Provided material
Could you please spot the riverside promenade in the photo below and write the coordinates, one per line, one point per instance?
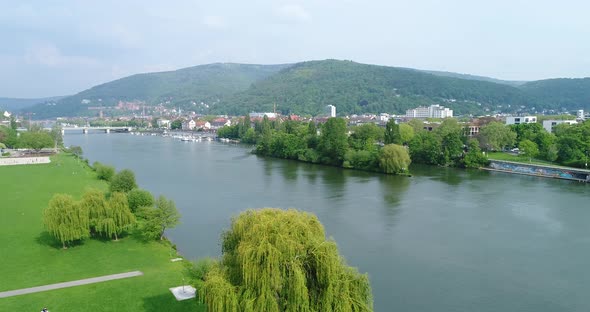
(13, 161)
(546, 171)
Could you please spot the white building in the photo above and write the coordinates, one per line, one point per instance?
(188, 125)
(432, 111)
(331, 111)
(511, 120)
(549, 124)
(261, 115)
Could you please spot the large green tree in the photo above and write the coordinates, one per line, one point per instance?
(118, 217)
(95, 203)
(123, 181)
(65, 219)
(394, 159)
(36, 140)
(496, 136)
(333, 142)
(392, 133)
(139, 198)
(426, 148)
(528, 149)
(155, 220)
(280, 260)
(104, 172)
(176, 124)
(364, 137)
(8, 136)
(406, 133)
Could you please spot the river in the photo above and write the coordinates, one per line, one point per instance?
(442, 240)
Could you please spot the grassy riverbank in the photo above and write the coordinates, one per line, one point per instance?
(30, 257)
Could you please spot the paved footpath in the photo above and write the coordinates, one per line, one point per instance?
(86, 281)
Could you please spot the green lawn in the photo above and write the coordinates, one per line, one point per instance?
(30, 257)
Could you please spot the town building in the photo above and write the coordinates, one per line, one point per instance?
(432, 111)
(512, 120)
(202, 124)
(164, 123)
(549, 124)
(188, 125)
(261, 115)
(331, 111)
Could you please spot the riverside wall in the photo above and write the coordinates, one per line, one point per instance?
(540, 170)
(13, 161)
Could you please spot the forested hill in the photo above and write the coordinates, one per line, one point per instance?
(12, 104)
(306, 88)
(513, 83)
(205, 83)
(563, 92)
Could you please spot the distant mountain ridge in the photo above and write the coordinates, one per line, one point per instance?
(307, 87)
(204, 83)
(11, 104)
(513, 83)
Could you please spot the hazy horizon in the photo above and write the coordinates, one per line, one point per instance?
(64, 47)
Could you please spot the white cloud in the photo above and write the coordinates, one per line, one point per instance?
(215, 22)
(48, 54)
(293, 13)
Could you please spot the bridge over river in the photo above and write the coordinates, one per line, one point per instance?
(105, 129)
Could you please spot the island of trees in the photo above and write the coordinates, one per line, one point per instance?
(392, 148)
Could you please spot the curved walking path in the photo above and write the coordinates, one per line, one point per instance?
(86, 281)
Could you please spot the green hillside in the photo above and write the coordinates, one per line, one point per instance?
(306, 88)
(11, 104)
(205, 83)
(513, 83)
(570, 94)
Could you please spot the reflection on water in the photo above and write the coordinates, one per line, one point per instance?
(442, 240)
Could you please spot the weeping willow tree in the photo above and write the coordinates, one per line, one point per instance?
(117, 216)
(280, 260)
(94, 201)
(65, 219)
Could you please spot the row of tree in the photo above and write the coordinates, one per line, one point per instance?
(279, 260)
(329, 144)
(366, 147)
(568, 145)
(110, 215)
(35, 138)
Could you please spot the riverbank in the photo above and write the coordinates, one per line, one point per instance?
(546, 171)
(30, 257)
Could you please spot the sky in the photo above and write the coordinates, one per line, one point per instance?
(53, 47)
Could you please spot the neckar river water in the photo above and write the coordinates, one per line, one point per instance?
(442, 240)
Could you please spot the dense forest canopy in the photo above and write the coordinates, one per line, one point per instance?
(307, 87)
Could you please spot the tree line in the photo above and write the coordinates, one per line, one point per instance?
(120, 210)
(328, 143)
(391, 149)
(568, 145)
(34, 138)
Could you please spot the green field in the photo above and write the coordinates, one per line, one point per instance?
(29, 257)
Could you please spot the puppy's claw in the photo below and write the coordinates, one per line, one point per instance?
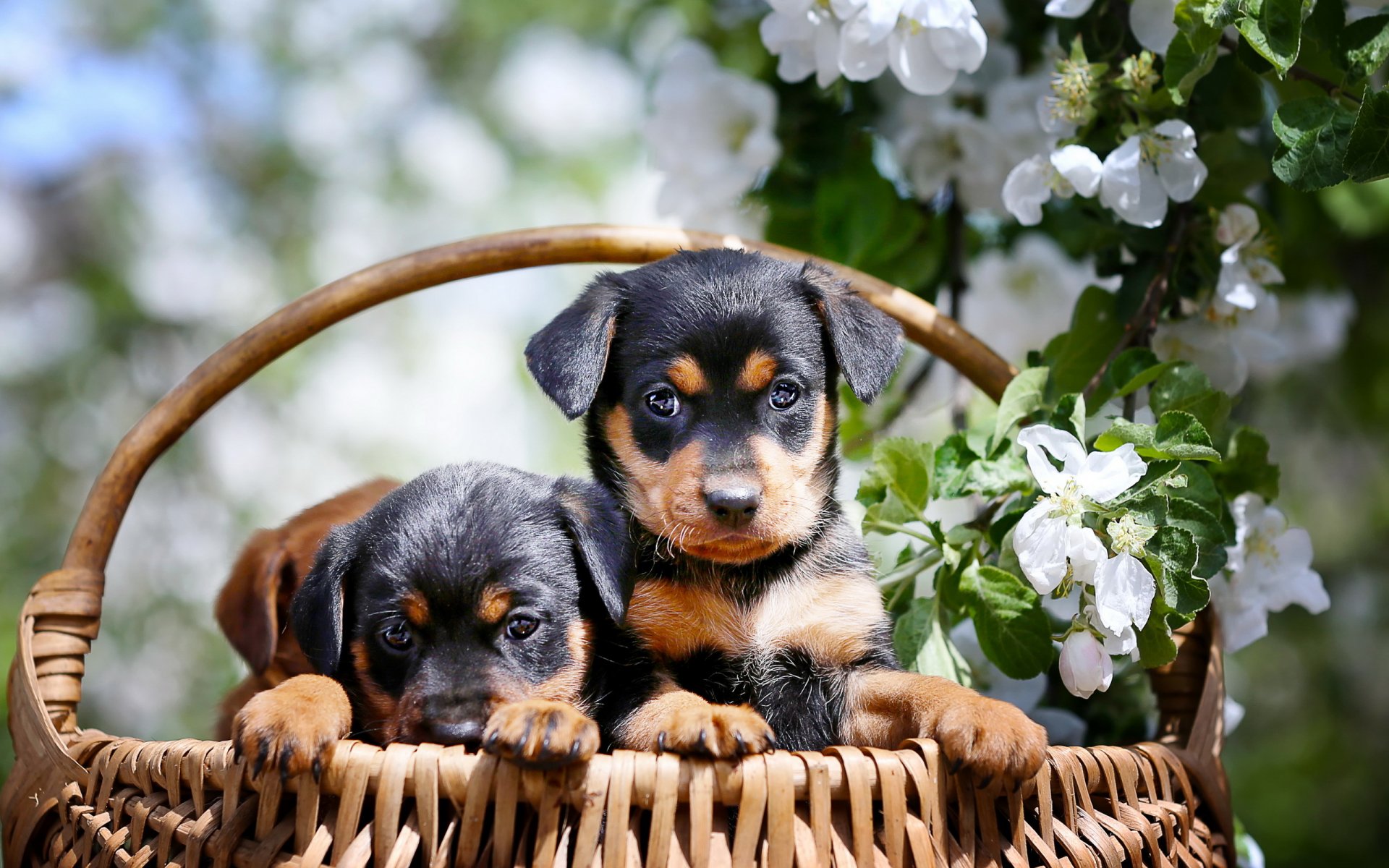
(712, 731)
(540, 733)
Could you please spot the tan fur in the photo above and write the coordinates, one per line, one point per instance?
(677, 618)
(692, 726)
(540, 733)
(495, 603)
(416, 608)
(992, 738)
(668, 499)
(567, 685)
(687, 375)
(381, 712)
(757, 371)
(295, 726)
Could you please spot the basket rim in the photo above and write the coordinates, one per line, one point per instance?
(63, 613)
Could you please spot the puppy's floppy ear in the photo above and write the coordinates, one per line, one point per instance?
(569, 356)
(317, 611)
(867, 342)
(247, 605)
(598, 527)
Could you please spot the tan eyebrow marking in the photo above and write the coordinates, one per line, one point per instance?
(495, 603)
(687, 375)
(757, 371)
(416, 608)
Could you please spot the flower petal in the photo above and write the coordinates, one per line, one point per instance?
(1123, 593)
(1078, 166)
(1041, 543)
(1152, 22)
(1061, 445)
(1069, 9)
(1106, 475)
(914, 63)
(1025, 191)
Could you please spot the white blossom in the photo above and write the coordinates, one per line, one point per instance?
(1064, 173)
(1085, 664)
(712, 134)
(1153, 24)
(804, 38)
(1245, 265)
(927, 43)
(1268, 569)
(1049, 538)
(1147, 170)
(1227, 346)
(1069, 9)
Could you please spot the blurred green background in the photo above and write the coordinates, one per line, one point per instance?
(170, 173)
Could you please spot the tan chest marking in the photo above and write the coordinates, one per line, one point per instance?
(831, 618)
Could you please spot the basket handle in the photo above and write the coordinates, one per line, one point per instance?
(64, 610)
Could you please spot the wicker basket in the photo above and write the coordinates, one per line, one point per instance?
(80, 796)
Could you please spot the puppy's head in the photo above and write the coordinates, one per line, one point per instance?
(709, 380)
(470, 587)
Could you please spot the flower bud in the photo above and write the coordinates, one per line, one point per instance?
(1085, 665)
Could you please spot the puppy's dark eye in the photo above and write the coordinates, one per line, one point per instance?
(398, 637)
(520, 626)
(783, 395)
(663, 401)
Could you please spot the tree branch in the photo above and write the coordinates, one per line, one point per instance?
(1299, 72)
(1138, 331)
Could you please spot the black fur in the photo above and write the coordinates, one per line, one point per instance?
(715, 307)
(557, 546)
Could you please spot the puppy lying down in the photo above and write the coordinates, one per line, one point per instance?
(463, 608)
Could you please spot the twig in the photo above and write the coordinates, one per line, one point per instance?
(1139, 328)
(1299, 72)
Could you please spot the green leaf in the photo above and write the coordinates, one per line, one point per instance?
(1186, 66)
(1070, 414)
(1274, 30)
(1313, 135)
(1135, 368)
(1155, 641)
(1177, 435)
(1186, 388)
(1014, 631)
(1095, 330)
(1205, 528)
(896, 488)
(1367, 153)
(1363, 46)
(924, 644)
(1171, 556)
(1024, 396)
(1246, 467)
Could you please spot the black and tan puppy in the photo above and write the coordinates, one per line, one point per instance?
(710, 388)
(459, 610)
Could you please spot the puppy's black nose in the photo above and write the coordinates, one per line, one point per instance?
(456, 732)
(734, 506)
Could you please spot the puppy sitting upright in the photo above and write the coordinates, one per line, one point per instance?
(709, 382)
(460, 610)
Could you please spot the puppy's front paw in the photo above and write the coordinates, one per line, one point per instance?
(540, 733)
(714, 731)
(294, 727)
(992, 739)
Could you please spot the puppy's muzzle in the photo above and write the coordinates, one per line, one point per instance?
(734, 506)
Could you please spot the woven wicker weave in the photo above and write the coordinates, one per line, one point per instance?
(85, 798)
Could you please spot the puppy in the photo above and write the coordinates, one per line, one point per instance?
(709, 383)
(459, 610)
(253, 606)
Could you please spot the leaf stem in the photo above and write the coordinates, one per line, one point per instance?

Problem to work on
Please reproduce the material above word for word, without its images.

Task result
Could you please spot the riverside promenade in the photo below and write the coordinates, one per line, one point per instance?
(13, 161)
(546, 171)
Could you please spot the white building in the photo above and write the coordinates, one per line, one point per instance?
(188, 125)
(432, 111)
(331, 111)
(511, 120)
(549, 124)
(261, 115)
Could you please spot the large green tree in the photo above and write the coordinates, one per line, one point per instance?
(118, 217)
(95, 203)
(123, 181)
(65, 219)
(394, 159)
(36, 140)
(496, 136)
(333, 142)
(392, 133)
(139, 198)
(426, 148)
(528, 149)
(155, 220)
(280, 260)
(104, 172)
(176, 124)
(364, 137)
(8, 136)
(406, 133)
Could you please spot the river in the photo above and write the coordinates, one per line, one point per instance?
(442, 240)
Could you please spot the grassy riverbank in the photo above and write the coordinates, one per line, one point per instance?
(30, 257)
Could you please spot the paved footpath in the photo above and write the coordinates, one per line, one point per instance?
(86, 281)
Could you please spot the green lawn in the photo above and write the coordinates, one per line, one point per instance?
(30, 257)
Could you please spot the town building in the photo above and write the coordinates, one per line, one point per instance?
(432, 111)
(512, 120)
(202, 124)
(164, 123)
(549, 124)
(188, 125)
(261, 115)
(331, 111)
Could you please spot the riverside wall in the photo above and write the coordinates, one per line, one point per instance?
(540, 170)
(13, 161)
Could you please spot the forested hill in the photo above and write the coordinates, one per line, one point per instance?
(12, 104)
(306, 88)
(513, 83)
(205, 83)
(563, 92)
Could you please spot the distant mountain ridge in the photo above and write the coordinates, one per line, one point per instance?
(307, 87)
(204, 83)
(11, 104)
(513, 83)
Could you please spot the hazy horizon in the photo above and write the coordinates, one per line, one point per instance?
(64, 47)
Could you please spot the white cloud in the photo above and write the coordinates, one per line, one point per instance?
(215, 22)
(48, 54)
(293, 13)
Could you please spot the bridge over river in the photo above and write the coordinates, one per line, one point per instance?
(105, 129)
Could you please spot the island of trees in the photo above and write the coordinates, one per line, one point per instance?
(392, 148)
Could you please spot the curved walking path in the photo above and write the coordinates, one per line, one point per instance?
(86, 281)
Could you please spot the green hillside in the photo above and write the coordinates, one per line, one point per instance?
(306, 88)
(11, 104)
(205, 83)
(513, 83)
(570, 94)
Could you please spot the reflection on water in the photo above and write the coordinates, one per line, one point per instance?
(442, 240)
Could you please spot the weeping willow tree in the photo above and write the coordinates, one per line, one point per instance?
(117, 216)
(280, 260)
(94, 201)
(65, 219)
Could you please spot the row of tree in the photo above and write the coordinates, one per line, one point per instance?
(279, 260)
(329, 144)
(366, 147)
(568, 145)
(110, 215)
(35, 138)
Could you please spot the riverbank in the photo above and write the coordinates, one per line, one point per instance?
(546, 171)
(30, 257)
Could you please spot the sky in the photo above and write the coordinates, one per line, one point per instance?
(53, 47)
Could you please spot the neckar river water in the photo above and write the coordinates, one per line, one point per instance?
(442, 240)
Could you please spot the dense forest canopy in the photo above and write the coordinates, one per line, one point per instance?
(307, 87)
Could you please spot the tree line in the photo above and write the coordinates, one per line, one point per instance?
(120, 210)
(328, 143)
(391, 149)
(568, 145)
(34, 138)
Could you please spot the green field in the photo above and write the coordinates, one per line, one point per instance?
(29, 257)
Could you please spot the puppy's claw in the photo below and write the coordinates, one per line, one point per instance?
(712, 731)
(540, 733)
Could you please spot the tan fur in the photo above and write the coordinates, one per line, one point per instance?
(677, 618)
(692, 726)
(540, 733)
(495, 603)
(416, 608)
(992, 738)
(668, 499)
(567, 685)
(687, 375)
(381, 712)
(757, 371)
(295, 726)
Could you please spot the basket rim in the photo above and write the coordinates, one per line, one point per instance?
(63, 613)
Could you please spot the puppy's floppy ear in the photo above and write the coordinates, one per line, one point per instance?
(569, 356)
(317, 611)
(867, 342)
(247, 605)
(598, 527)
Could you please spot the tan eyebrow marking in the photo above and write the coordinates, one per line, one point per instance?
(495, 603)
(687, 375)
(757, 371)
(416, 608)
Could you please spot the flower petal in the photo above and write the coordinates, one per line, one point per instance?
(1123, 593)
(1078, 166)
(1041, 543)
(1152, 22)
(1061, 445)
(1069, 9)
(1106, 475)
(914, 63)
(1025, 191)
Could you please spot the white blossom in the photo above and write the coordinates, one per line, one point per instance?
(1064, 173)
(1085, 664)
(712, 134)
(1153, 24)
(804, 38)
(1245, 265)
(927, 43)
(1268, 569)
(1049, 538)
(1147, 170)
(1227, 346)
(1069, 9)
Could you please spot the blurred green background in the photo above and write the coordinates, one per line, one point per instance?
(170, 173)
Could you please spot the tan chest marking in the photo above and write the coordinates, one per line, one point per instance?
(831, 618)
Could you please spot the basket handle in the photo above and write the coordinates, one per line, one point per instance?
(64, 610)
Could you please spot the wicker basket in the photo above and write the coordinates, one per line, one point per instance?
(80, 796)
Could you please spot the puppy's head in the photo above and write the coordinates, one per line, one point per instance?
(709, 380)
(470, 587)
Could you please spot the flower bud in the photo above and write the coordinates, one per line, one point per instance?
(1085, 665)
Could you please spot the puppy's dark eye in the photo above and write the coordinates, one per line, one point per instance?
(398, 637)
(520, 626)
(783, 395)
(663, 401)
Could you please spot the tree branch in the photo above and write the coordinates, one per line, one point per instance?
(1299, 72)
(1138, 331)
Could you please spot the black fur in the photo above and write the coordinates, one per line, one point per instance?
(715, 307)
(557, 546)
Could you please spot the puppy lying down in the photo above and write the coordinates, one per line, one point per instance?
(463, 608)
Could you please spot the twig in the photo above and write the coordinates, one per line, one point per instance?
(1139, 328)
(1299, 72)
Could you please spot the green leaf in the photo above and write the coordinates, one per line, one point per instance?
(1186, 66)
(1070, 414)
(1274, 30)
(1313, 135)
(1135, 368)
(1155, 641)
(1177, 435)
(1186, 388)
(1014, 631)
(1095, 330)
(1205, 528)
(896, 488)
(1367, 153)
(1363, 46)
(924, 644)
(1171, 556)
(1024, 396)
(1246, 467)
Could you please spot the black and tan puppy in the photo above and write the coordinates, one per line, one point per instance?
(710, 388)
(459, 610)
Could you please spot the puppy's black nose in the photo above and write the coordinates, one per line, one point per instance?
(456, 732)
(734, 506)
Could you please spot the puppy sitting upright in the photo above and write the coordinates, one per line, one point per instance?
(709, 382)
(460, 610)
Could you please spot the puppy's front paw in the photo above and write the coordinates, one per line, one point per instance?
(540, 733)
(714, 731)
(294, 727)
(992, 739)
Could you please spot the puppy's muzzle in the photo above and write the coordinates, one per line, one point per instance?
(734, 506)
Could you please spot the woven wicker weave in the photo above and write the coordinates, one per line, one point per instance?
(85, 798)
Could you please spot the puppy in the photo above and write the coordinates, one per line, one point per instance?
(709, 383)
(459, 610)
(253, 606)
Could you please spot the leaf stem in the photo above and write the coordinates, one per line, one point per instance?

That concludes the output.